## What to produce
Restate word for word the line containing "the blue train" and each line that follows it, through the last line below, and nothing else.

═══ Information given ═══

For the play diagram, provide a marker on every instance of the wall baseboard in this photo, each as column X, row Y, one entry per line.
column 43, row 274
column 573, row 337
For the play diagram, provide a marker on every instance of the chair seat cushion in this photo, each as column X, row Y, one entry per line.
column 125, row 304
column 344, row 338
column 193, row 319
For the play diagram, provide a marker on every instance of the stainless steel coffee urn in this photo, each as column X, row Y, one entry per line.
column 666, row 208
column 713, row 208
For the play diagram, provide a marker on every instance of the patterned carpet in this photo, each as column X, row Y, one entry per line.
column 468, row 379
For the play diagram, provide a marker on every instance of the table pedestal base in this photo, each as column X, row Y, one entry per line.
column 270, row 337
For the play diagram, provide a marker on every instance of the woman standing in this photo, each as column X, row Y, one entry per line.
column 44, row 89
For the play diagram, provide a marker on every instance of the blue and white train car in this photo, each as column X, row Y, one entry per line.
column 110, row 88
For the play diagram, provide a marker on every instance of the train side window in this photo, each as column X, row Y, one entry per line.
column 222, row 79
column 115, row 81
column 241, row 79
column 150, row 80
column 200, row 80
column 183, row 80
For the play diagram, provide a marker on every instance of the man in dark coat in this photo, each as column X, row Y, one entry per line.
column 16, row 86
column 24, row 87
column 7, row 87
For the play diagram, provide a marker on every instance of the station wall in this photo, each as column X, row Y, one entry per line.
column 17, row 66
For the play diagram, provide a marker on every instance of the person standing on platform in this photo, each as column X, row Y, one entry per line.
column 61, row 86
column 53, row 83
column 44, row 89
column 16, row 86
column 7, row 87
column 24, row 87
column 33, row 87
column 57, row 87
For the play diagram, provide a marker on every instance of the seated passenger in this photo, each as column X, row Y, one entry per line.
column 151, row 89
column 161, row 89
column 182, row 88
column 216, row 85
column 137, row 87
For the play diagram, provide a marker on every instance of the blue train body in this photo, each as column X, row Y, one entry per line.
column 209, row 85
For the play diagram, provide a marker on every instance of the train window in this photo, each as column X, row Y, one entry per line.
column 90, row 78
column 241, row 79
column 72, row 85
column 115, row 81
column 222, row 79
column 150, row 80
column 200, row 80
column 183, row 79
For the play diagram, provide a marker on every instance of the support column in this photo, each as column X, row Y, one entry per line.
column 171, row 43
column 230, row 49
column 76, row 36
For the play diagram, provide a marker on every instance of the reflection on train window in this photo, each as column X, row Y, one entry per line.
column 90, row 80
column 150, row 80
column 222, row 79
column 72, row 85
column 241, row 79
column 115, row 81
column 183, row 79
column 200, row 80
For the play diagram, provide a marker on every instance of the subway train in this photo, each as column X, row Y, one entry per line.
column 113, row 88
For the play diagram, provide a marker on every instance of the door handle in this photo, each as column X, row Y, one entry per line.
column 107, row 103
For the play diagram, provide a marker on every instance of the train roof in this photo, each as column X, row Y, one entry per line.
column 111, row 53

═══

## Your solution
For the play diagram, provide a marker on every instance of the blue train body in this photo, each as column X, row Y, one entry per line.
column 209, row 85
For the play diagram, provide a marker on every instance of the train window in this photo, each as column X, row Y, one entry per line.
column 90, row 78
column 241, row 79
column 72, row 85
column 115, row 81
column 222, row 79
column 150, row 80
column 200, row 80
column 183, row 79
For the play diagram, provide a marker on every instance of the support column in this photo, each as column X, row Y, one entry per line.
column 171, row 43
column 230, row 49
column 76, row 36
For the play diagram, provide a marker on every instance of the reflection on train window in this photo, each as column X, row Y, one entry per line.
column 90, row 80
column 150, row 80
column 222, row 79
column 72, row 85
column 241, row 79
column 115, row 81
column 183, row 79
column 200, row 80
For the play diagram, provide a marker on every instance of the subway train in this photo, each as column X, row Y, one entry per line.
column 113, row 88
For the play diagram, provide a marker on every instance of the door handle in this photo, each as column X, row Y, one entry per line.
column 107, row 103
For the play diagram, provide a marker on every instance of the train roof in this photo, each as column X, row Y, one entry per line.
column 111, row 53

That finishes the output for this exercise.